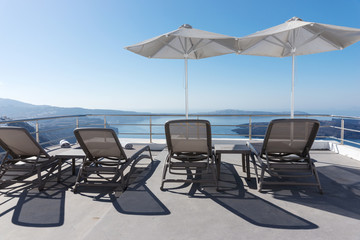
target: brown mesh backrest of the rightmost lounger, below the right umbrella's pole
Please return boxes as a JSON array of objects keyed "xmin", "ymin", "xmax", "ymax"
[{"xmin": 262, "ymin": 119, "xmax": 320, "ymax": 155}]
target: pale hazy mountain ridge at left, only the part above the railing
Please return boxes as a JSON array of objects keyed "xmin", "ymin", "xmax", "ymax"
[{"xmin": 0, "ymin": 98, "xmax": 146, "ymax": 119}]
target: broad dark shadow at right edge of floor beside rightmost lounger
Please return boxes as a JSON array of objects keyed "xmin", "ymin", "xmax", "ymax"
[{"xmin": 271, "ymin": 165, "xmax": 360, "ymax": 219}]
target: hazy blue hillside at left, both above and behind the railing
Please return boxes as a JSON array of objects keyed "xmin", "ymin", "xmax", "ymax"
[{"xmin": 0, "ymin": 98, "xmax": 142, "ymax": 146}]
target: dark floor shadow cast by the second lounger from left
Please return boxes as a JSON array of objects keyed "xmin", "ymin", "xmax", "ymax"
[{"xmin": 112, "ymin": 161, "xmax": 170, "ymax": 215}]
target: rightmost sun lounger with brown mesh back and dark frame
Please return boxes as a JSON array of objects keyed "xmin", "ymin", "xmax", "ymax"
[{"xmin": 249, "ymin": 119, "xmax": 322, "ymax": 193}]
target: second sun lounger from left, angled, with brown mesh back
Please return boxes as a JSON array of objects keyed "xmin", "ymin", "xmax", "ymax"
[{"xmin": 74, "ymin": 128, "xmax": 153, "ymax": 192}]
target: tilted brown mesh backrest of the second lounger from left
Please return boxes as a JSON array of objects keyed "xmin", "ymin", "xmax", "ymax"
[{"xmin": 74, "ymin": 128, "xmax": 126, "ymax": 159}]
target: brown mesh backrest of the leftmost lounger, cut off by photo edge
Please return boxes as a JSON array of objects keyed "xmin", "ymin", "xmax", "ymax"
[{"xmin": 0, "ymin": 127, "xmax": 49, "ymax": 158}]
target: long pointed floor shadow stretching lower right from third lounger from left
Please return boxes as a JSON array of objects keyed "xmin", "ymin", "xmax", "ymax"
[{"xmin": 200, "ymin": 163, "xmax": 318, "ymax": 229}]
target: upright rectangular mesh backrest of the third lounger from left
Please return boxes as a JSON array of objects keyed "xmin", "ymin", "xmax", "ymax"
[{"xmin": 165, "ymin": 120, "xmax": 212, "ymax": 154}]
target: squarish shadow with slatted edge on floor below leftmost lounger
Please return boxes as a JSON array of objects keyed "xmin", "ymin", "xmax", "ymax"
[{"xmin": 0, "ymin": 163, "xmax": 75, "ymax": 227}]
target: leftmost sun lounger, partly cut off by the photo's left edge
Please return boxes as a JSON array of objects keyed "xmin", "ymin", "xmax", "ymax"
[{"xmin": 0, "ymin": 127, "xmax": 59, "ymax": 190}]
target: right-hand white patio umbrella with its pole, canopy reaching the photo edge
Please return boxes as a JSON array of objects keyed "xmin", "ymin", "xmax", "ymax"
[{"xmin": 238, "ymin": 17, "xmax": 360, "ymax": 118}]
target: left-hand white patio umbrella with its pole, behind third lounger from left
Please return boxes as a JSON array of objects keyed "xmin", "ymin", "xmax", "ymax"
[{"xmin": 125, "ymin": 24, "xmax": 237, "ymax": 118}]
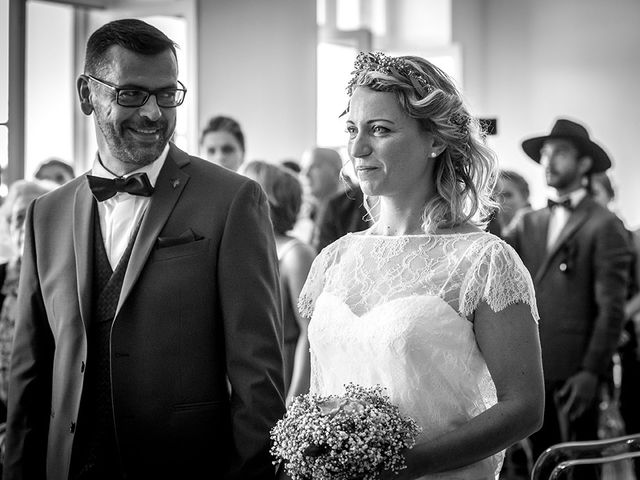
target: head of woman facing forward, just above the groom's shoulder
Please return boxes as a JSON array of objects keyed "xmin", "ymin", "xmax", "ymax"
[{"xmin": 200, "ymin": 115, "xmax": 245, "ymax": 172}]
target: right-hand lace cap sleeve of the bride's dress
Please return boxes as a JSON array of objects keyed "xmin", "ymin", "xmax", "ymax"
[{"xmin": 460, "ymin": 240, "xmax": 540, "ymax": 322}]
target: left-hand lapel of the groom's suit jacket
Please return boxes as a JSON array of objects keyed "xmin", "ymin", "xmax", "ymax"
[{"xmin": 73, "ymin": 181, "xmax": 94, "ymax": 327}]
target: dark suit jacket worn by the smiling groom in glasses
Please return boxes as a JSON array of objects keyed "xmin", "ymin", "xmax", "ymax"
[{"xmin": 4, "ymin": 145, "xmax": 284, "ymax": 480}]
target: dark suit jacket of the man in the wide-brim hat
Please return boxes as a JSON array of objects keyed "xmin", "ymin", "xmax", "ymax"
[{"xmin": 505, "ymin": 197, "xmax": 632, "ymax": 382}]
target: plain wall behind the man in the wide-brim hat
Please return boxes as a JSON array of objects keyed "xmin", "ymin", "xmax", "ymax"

○ ○ ○ ○

**Prompt**
Without including any pictures, print all of the material exactly as given.

**Output of the exercise**
target: brown mesh backrest of the rightmost lounger, below the right umbrella's pole
Please return boxes as a JSON array of objects keyed "xmin", "ymin", "xmax", "ymax"
[{"xmin": 262, "ymin": 119, "xmax": 320, "ymax": 155}]
target: pale hazy mountain ridge at left, only the part above the railing
Please return boxes as a JSON array of objects keyed "xmin", "ymin", "xmax", "ymax"
[{"xmin": 0, "ymin": 98, "xmax": 146, "ymax": 119}]
target: broad dark shadow at right edge of floor beside rightmost lounger
Please return boxes as a JSON array of objects keyed "xmin", "ymin", "xmax", "ymax"
[{"xmin": 271, "ymin": 165, "xmax": 360, "ymax": 219}]
target: hazy blue hillside at left, both above and behind the railing
Please return boxes as a JSON array of objects keyed "xmin", "ymin", "xmax", "ymax"
[{"xmin": 0, "ymin": 98, "xmax": 142, "ymax": 146}]
target: dark floor shadow cast by the second lounger from left
Please return boxes as a JSON array of objects keyed "xmin", "ymin", "xmax", "ymax"
[{"xmin": 112, "ymin": 161, "xmax": 170, "ymax": 215}]
target: rightmost sun lounger with brown mesh back and dark frame
Please return boxes as a JSON array of objects keyed "xmin", "ymin", "xmax", "ymax"
[{"xmin": 249, "ymin": 119, "xmax": 322, "ymax": 193}]
target: second sun lounger from left, angled, with brown mesh back
Please return boxes as a JSON array of objects keyed "xmin", "ymin", "xmax", "ymax"
[{"xmin": 74, "ymin": 128, "xmax": 153, "ymax": 192}]
target: tilted brown mesh backrest of the second lounger from left
Please return boxes as a JSON array of objects keyed "xmin", "ymin", "xmax", "ymax"
[{"xmin": 74, "ymin": 128, "xmax": 126, "ymax": 159}]
target: brown mesh backrest of the leftmost lounger, cut off by photo edge
Please return boxes as a JSON array of objects keyed "xmin", "ymin", "xmax", "ymax"
[{"xmin": 0, "ymin": 127, "xmax": 49, "ymax": 158}]
target: long pointed floor shadow stretching lower right from third lounger from left
Please return boxes as a JSON array of objects keyed "xmin", "ymin", "xmax", "ymax"
[{"xmin": 200, "ymin": 163, "xmax": 318, "ymax": 229}]
target: upright rectangular mesh backrest of the third lounger from left
Please return boxes as a JSON array of objects keyed "xmin", "ymin", "xmax", "ymax"
[{"xmin": 165, "ymin": 120, "xmax": 212, "ymax": 154}]
target: squarish shadow with slatted edge on floor below leftmost lounger
Please return boxes as a JSON array of objects keyed "xmin", "ymin", "xmax", "ymax"
[{"xmin": 0, "ymin": 163, "xmax": 75, "ymax": 227}]
target: leftmost sun lounger, partly cut off by the photo's left edge
Please return boxes as a JSON array of objects keyed "xmin", "ymin", "xmax", "ymax"
[{"xmin": 0, "ymin": 127, "xmax": 59, "ymax": 190}]
target: right-hand white patio umbrella with its pole, canopy reaching the photo edge
Please return boxes as a JSON array of objects keyed "xmin", "ymin", "xmax", "ymax"
[{"xmin": 238, "ymin": 17, "xmax": 360, "ymax": 118}]
target: left-hand white patio umbrella with its pole, behind third lounger from left
Please return boxes as a JSON array of objects keyed "xmin", "ymin", "xmax", "ymax"
[{"xmin": 125, "ymin": 24, "xmax": 237, "ymax": 118}]
target: head of woman facing forward, just above the groom's shoulder
Please return boxes as a JSON array of objects keyed "xmin", "ymin", "xmax", "ymax"
[{"xmin": 200, "ymin": 115, "xmax": 245, "ymax": 172}]
target: right-hand lace cap sleeve of the bride's dress
Please return boxes as a JSON array of objects keyed "xmin", "ymin", "xmax", "ymax"
[{"xmin": 460, "ymin": 240, "xmax": 540, "ymax": 322}]
target: left-hand lapel of the groom's suit jacket
Please return boxes as a JSON array of objects keyed "xmin", "ymin", "xmax", "ymax"
[{"xmin": 73, "ymin": 181, "xmax": 94, "ymax": 327}]
target: dark suit jacket worn by the smiling groom in glasses
Please return boxes as a JSON array of objects keyed "xmin", "ymin", "xmax", "ymax"
[{"xmin": 4, "ymin": 145, "xmax": 284, "ymax": 480}]
target: dark suit jacket of the man in the wide-brim hat
Please return boxes as a JSON array of objects keyed "xmin", "ymin", "xmax", "ymax"
[{"xmin": 505, "ymin": 197, "xmax": 632, "ymax": 382}]
target: plain wall behind the man in the wide-brim hat
Please return boxes as a JSON array of objects keyed "xmin", "ymin", "xmax", "ymax"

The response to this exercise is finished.